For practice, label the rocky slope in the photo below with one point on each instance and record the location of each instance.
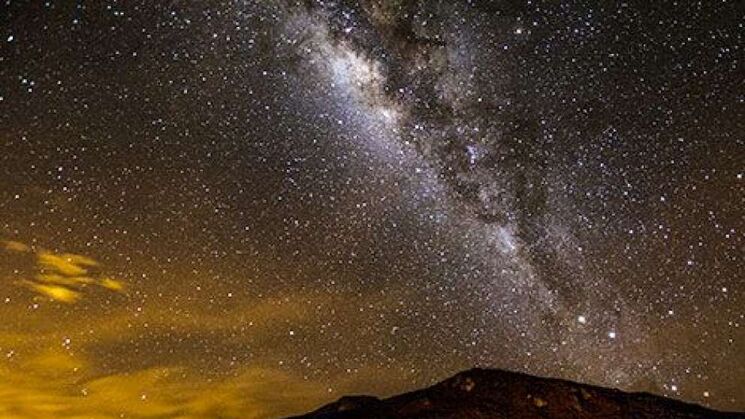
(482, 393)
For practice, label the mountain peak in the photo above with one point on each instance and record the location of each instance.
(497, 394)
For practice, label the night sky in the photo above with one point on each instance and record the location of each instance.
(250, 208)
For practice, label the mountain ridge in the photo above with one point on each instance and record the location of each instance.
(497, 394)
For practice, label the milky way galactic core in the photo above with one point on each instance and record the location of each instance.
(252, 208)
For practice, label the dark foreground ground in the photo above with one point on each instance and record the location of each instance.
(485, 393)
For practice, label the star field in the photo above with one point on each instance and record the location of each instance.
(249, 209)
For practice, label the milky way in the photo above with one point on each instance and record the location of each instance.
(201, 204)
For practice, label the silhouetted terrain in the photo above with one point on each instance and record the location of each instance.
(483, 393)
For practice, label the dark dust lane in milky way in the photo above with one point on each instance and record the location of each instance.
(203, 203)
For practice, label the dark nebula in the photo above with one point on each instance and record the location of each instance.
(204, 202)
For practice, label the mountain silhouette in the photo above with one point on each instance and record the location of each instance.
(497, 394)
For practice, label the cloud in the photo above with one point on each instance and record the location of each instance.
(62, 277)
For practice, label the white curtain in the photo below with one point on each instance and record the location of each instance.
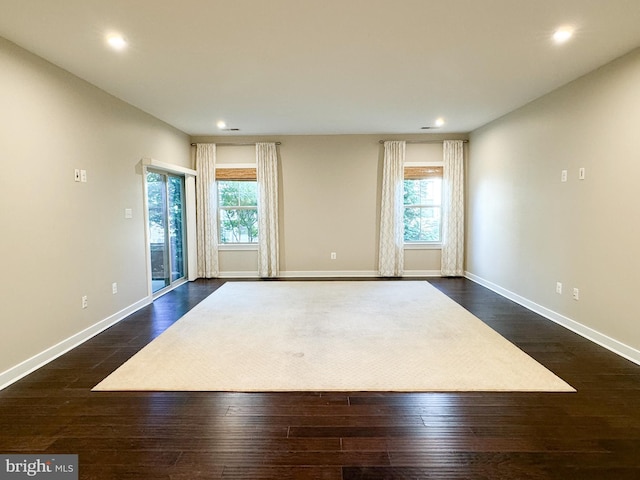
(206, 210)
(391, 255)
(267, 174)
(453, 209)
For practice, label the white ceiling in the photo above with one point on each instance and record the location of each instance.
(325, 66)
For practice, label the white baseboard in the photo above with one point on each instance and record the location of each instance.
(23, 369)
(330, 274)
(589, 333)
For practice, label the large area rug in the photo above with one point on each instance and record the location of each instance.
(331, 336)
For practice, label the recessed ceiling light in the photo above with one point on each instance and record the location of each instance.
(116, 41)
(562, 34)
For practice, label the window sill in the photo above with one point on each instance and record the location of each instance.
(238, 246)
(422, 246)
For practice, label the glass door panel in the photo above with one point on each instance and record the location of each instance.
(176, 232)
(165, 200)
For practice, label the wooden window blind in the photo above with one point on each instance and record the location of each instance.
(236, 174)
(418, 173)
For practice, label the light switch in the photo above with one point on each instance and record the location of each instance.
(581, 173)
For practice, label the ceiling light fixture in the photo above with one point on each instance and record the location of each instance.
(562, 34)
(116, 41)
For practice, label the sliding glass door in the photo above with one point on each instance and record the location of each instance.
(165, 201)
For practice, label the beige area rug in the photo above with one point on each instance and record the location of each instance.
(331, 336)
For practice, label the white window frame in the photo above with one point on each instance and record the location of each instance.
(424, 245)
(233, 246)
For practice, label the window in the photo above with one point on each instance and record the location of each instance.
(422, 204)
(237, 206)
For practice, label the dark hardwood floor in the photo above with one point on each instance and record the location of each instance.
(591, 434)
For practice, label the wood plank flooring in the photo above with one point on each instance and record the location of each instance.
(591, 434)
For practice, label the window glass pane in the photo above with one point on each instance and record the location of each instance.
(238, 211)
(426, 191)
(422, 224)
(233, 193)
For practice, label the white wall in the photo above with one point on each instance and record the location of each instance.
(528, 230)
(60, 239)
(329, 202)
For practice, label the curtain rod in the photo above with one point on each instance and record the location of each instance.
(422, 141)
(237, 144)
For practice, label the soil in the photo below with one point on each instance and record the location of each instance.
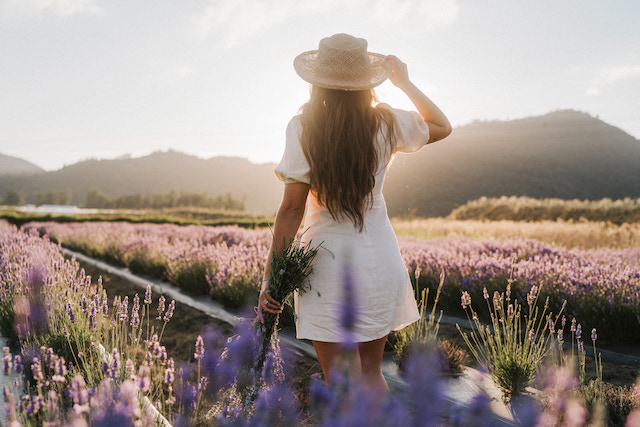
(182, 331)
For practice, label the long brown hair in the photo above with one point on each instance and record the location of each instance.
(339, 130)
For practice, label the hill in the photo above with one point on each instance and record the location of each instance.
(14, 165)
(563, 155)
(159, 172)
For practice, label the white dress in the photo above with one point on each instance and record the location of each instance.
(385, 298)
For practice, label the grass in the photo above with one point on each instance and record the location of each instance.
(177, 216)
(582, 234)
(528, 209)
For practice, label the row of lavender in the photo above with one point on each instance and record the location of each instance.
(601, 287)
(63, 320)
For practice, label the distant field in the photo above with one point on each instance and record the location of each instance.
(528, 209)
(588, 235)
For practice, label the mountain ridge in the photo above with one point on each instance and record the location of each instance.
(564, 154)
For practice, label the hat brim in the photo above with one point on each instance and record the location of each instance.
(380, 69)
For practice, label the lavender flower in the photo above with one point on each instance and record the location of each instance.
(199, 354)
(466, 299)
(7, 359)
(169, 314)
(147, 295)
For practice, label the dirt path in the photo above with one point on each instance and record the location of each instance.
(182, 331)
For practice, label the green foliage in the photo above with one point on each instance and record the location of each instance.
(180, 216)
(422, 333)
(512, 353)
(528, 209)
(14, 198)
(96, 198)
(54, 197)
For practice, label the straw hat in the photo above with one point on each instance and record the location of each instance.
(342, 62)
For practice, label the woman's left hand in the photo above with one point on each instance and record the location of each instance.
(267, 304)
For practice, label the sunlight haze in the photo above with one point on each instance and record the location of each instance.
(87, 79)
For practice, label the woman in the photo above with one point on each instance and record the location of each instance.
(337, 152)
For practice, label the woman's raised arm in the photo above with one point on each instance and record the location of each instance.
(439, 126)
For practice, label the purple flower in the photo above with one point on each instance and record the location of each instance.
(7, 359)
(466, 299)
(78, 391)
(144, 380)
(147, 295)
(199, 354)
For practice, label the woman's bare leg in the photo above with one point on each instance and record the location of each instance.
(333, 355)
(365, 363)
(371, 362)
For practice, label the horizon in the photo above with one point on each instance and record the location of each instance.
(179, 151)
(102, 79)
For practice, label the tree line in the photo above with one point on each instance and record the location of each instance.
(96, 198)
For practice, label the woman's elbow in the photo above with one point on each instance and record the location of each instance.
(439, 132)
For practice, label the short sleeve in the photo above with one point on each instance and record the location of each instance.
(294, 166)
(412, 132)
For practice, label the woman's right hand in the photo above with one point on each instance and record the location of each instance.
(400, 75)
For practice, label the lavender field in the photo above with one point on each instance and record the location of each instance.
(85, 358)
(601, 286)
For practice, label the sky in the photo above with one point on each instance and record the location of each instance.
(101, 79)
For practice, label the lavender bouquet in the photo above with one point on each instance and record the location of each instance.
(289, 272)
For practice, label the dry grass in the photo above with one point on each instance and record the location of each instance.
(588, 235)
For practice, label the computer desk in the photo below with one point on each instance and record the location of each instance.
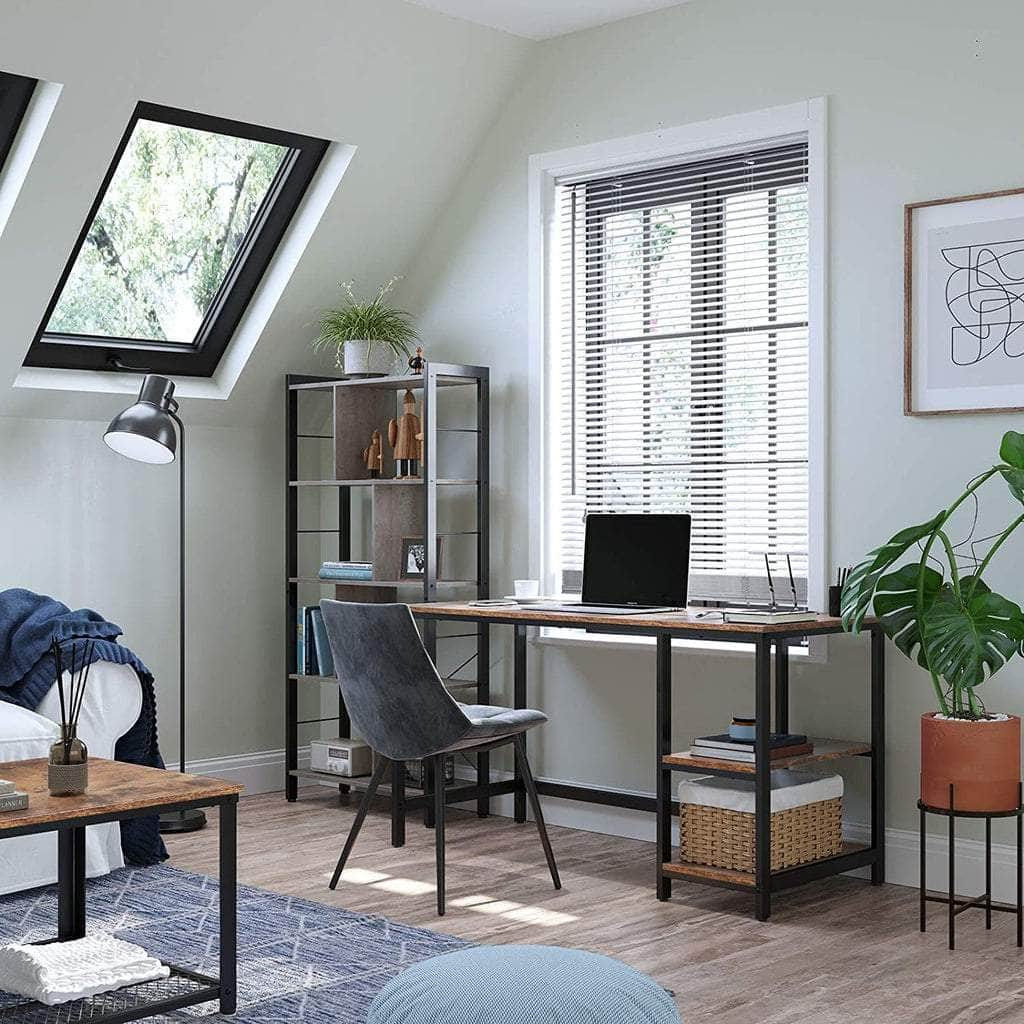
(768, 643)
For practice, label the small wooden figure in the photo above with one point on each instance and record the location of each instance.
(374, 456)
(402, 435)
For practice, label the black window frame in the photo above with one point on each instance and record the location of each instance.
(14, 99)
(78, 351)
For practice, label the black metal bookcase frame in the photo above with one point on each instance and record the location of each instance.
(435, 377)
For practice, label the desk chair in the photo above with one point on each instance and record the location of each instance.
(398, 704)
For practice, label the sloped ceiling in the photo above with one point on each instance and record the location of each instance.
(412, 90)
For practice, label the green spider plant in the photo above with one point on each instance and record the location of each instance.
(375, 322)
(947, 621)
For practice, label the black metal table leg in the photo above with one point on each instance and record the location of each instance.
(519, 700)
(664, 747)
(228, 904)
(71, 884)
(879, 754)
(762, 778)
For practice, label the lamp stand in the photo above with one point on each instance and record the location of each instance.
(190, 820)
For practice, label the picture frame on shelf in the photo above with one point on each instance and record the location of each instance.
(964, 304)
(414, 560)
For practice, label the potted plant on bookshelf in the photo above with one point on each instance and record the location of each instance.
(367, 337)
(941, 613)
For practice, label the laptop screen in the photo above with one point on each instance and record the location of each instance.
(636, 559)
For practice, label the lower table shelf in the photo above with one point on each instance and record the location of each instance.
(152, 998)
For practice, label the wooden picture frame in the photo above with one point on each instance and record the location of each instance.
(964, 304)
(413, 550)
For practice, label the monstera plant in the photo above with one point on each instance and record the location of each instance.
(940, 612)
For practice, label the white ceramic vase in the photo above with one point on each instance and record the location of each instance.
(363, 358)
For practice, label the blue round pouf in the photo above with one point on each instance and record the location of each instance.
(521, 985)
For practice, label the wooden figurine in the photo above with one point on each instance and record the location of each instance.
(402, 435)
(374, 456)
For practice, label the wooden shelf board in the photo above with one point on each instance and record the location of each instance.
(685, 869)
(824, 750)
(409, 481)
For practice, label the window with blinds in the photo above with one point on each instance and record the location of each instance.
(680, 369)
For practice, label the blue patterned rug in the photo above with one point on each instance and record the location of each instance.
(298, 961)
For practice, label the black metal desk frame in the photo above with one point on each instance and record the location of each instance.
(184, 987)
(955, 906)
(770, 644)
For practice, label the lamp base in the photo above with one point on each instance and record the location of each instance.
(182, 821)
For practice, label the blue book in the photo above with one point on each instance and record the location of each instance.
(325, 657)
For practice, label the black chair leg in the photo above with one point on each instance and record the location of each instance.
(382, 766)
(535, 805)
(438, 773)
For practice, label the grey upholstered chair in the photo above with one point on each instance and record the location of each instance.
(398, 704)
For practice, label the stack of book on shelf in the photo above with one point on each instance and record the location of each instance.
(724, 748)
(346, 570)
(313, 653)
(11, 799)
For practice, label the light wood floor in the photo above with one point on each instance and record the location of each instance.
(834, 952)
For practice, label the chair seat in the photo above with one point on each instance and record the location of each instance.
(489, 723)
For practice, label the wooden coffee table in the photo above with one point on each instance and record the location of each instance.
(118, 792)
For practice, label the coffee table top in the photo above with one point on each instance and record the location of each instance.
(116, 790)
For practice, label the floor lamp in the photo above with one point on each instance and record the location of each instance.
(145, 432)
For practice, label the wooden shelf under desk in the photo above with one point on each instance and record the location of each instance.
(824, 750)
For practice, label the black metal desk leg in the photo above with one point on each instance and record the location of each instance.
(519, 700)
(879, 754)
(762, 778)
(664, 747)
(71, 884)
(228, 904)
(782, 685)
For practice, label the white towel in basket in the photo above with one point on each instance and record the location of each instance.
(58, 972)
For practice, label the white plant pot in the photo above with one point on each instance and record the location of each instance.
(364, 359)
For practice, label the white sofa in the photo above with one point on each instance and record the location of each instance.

===============

= Task requirements =
Your reply should be an exact copy of every line from the line with "For practice, label the black metal desk leg" through the final line of the data, and nothing more.

= Reply =
For practice, label the black metal desk leg in the photo above with one point on each instance and record the location of each instance.
(519, 700)
(879, 754)
(762, 778)
(664, 747)
(71, 884)
(228, 904)
(782, 685)
For practice, label the white towel in basket in the photo above with one point on each instance and record the location of each instance.
(58, 972)
For practice, label the white plant pot in the photo above with one point on each instance and record the location of each instance.
(364, 359)
For practice, label the white sofa in the photo above with one point on each instance and record the location of each instance.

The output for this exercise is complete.